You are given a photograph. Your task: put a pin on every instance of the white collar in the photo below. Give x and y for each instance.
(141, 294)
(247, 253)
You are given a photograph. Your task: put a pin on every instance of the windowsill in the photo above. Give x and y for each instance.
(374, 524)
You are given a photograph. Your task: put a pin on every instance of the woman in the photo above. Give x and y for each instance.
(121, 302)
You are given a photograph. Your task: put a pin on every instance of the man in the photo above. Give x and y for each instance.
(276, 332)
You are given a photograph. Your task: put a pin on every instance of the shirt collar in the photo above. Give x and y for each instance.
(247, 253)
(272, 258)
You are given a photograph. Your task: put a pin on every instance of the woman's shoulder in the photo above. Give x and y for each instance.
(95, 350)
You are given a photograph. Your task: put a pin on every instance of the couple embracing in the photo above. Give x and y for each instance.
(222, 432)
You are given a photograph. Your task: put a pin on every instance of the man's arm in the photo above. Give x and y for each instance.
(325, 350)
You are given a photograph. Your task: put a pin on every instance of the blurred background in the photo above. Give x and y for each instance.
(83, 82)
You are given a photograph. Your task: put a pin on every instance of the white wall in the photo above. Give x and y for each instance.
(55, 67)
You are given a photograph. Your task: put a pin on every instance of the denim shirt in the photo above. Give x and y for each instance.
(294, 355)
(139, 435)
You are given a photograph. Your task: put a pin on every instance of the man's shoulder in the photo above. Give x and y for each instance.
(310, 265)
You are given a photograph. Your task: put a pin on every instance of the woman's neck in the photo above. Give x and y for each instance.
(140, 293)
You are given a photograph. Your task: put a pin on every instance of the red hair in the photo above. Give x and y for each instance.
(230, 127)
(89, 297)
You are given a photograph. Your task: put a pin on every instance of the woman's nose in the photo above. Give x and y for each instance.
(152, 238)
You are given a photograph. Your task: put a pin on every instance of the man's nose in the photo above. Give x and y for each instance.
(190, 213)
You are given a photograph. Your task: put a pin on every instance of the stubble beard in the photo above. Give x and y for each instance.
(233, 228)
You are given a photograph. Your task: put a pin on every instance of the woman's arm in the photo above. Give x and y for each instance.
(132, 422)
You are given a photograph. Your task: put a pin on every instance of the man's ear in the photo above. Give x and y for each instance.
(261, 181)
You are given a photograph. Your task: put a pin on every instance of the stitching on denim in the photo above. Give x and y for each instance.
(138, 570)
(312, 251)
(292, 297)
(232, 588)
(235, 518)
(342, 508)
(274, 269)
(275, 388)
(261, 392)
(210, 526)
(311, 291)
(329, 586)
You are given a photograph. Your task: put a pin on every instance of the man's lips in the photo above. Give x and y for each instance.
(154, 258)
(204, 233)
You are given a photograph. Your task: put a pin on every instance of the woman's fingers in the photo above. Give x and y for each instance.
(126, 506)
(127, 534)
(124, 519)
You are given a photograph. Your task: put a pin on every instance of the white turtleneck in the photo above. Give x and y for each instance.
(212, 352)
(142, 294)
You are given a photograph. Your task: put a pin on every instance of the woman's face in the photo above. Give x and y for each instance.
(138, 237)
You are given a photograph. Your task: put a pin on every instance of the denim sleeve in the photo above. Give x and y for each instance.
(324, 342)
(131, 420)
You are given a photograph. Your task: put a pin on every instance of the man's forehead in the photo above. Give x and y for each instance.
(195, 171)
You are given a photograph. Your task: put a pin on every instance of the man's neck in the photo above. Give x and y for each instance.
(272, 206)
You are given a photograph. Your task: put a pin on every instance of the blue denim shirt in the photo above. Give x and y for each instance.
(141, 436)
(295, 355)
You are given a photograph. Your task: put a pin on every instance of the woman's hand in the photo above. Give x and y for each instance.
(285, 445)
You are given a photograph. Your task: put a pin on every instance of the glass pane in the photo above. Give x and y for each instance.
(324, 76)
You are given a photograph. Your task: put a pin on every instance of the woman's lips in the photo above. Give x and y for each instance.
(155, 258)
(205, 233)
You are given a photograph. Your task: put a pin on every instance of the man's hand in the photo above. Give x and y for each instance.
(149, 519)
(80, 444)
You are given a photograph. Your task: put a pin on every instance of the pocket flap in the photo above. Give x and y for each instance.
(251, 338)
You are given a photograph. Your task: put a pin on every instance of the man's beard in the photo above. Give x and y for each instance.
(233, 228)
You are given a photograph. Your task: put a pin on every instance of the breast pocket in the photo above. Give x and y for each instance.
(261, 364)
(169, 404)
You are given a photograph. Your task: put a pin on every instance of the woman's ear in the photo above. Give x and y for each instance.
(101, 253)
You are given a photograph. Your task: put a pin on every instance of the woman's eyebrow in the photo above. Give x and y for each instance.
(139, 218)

--- --- ---

■ WHAT THE EXERCISE ASKS ■
An exact copy of the listing above is what is wanted.

■ RESULT OF THE TASK ■
You are given a photograph. Your task: put a pin on every instance of the white collar in the photo below. Give x and y for each instance.
(141, 294)
(247, 253)
You are given a photograph. Your task: put a pin on every instance of the windowsill in the photo above. Give x and y for each instance.
(374, 524)
You are given a photograph. Your task: put a pin on every instance of the woman in the photo above. Give x and y for each instance.
(121, 302)
You are given a photograph. Your task: put a pin on every instance of the man in the photo above. Give x and y for each instance.
(276, 332)
You are given a photograph. Your task: put a pin on every instance of the shirt collar in the photo above. Give x and y for each instance.
(247, 253)
(272, 258)
You are given a photograph. Your task: put a pin on every instance of the woman's shoulder in the photo above. Give x and y for each instance.
(95, 350)
You are given a photograph. Your task: put a pin on every instance of the couple embracing in the photo above. Give x and y for each instance.
(222, 432)
You are given a photograph. Your task: put a pin on every instance of the man's arm in the photo above. Give x and y for each instance.
(325, 350)
You are given a photograph. Your task: put a pin on every instance of the blurred background in the photo above. Give x and y for each instance.
(83, 82)
You are given a photograph. Your task: put a pin on every instance of the white wall in the photo above. Give x and y for each instance.
(55, 67)
You are given a photograph. Your task: put a pin on every instance of the denim shirt in the photo above. Give x and y for each instance.
(294, 355)
(139, 435)
You are given a photograph. Your task: put a pin on every instance of the man's shoulder in the photo above. Give x and y for each instance.
(310, 265)
You are given a photograph. Your task: put a pin on every instance of the woman's neck in the photo above. Give x and y for each instance.
(140, 293)
You are given a photograph. Your task: put a pin on every instance of the red hair in the photo above. Give x and y for each instance.
(230, 127)
(89, 297)
You are given a photograph. Your task: put a pin on every instance of the woman's nose in the photo above. Give x and y for each instance.
(152, 238)
You are given a photograph. Your task: put a pin on every instance of the man's nose in the photo above. Give x and y for each instance.
(190, 213)
You are given a photograph. Your task: put a pin on every instance of the stubble beard in the photo above. Give x and y for each instance.
(233, 228)
You are given a photograph. Your task: put a pin on every instance of the woman's arm in the photo above. Give x and y for each instance.
(132, 422)
You are given a photograph. Your task: put a pin on every instance of the man's ear in the photo above. Give x and y for each instance.
(261, 181)
You are given a photograph. Your task: put a pin on every instance of the stitching on denim in the photo above. Give x and y for each instance.
(138, 570)
(312, 251)
(292, 297)
(232, 588)
(235, 518)
(342, 508)
(274, 269)
(275, 388)
(261, 392)
(210, 526)
(311, 291)
(329, 586)
You are given a photograph. Your task: put a pin on every instance of the man's lips in the photo above. Give x and y for each instance.
(154, 258)
(204, 233)
You are given a photograph. Your task: put a pin on every instance of the woman's fingers in the photo above. Give x and y for each instance.
(126, 506)
(127, 534)
(124, 519)
You are given a photograph. Your task: put a pin on every instance of the white turtleneck in the photo above. Give x and y for each instance.
(212, 352)
(142, 294)
You are given a photograph. Your task: put a pin on every instance of the woman's face in the photo above. Give x and y for each instance.
(138, 237)
You are given a photograph. Your task: put a pin on every instance of the denim sleeve in the photo above. Give x and y for each instance.
(324, 342)
(131, 420)
You are given a photograph. Your task: put a pin on every instance of the man's forehead in the photo above. Give x and y for each instance.
(195, 171)
You are given a photograph. Your task: put a pin on every instance of the man's neck in the photo above. Give x and y for each instance.
(272, 206)
You are given a photograph. Your task: put a pin on every instance of the blue denim shirt in the photo above. Give x and y for each instance.
(141, 436)
(295, 355)
You are given a photograph. Your task: put a pin on every instance of the woman's hand in the photo above. Give x and y for each instance.
(285, 445)
You are given a photograph. Your task: put a pin on every instance of the glass pane in the photo above. Give x and y for each instance.
(324, 76)
You are given a photograph. Your task: put a pin on every instance of the woman's lips in the photo above. Give x and y for each instance.
(155, 258)
(205, 233)
You are given a photograph. Your task: put a pin on every instance of the man's hand in the photo above. Give x and y for each instance.
(149, 519)
(80, 444)
You are given a photograph. Your task: put a pin on every instance of the pocket flap in the photo above. Give x and y for each instance.
(251, 338)
You are given a photograph. Your task: put a pin on every instance of the man's beard in the photo above. Give x and y for each instance.
(233, 228)
You are given a photograph. Your task: put a pin on every instance of the breast pocket in the photo above. Give x and y for each instance.
(261, 364)
(169, 404)
You are given a photograph. Your task: put a pin on every instance of the woman's ear in the photo above. Give x and y for each instance.
(101, 253)
You are given a photograph. Your task: put a pin on every instance of the woman's eyebrow in the photo above. Give x and y for each instance.
(139, 218)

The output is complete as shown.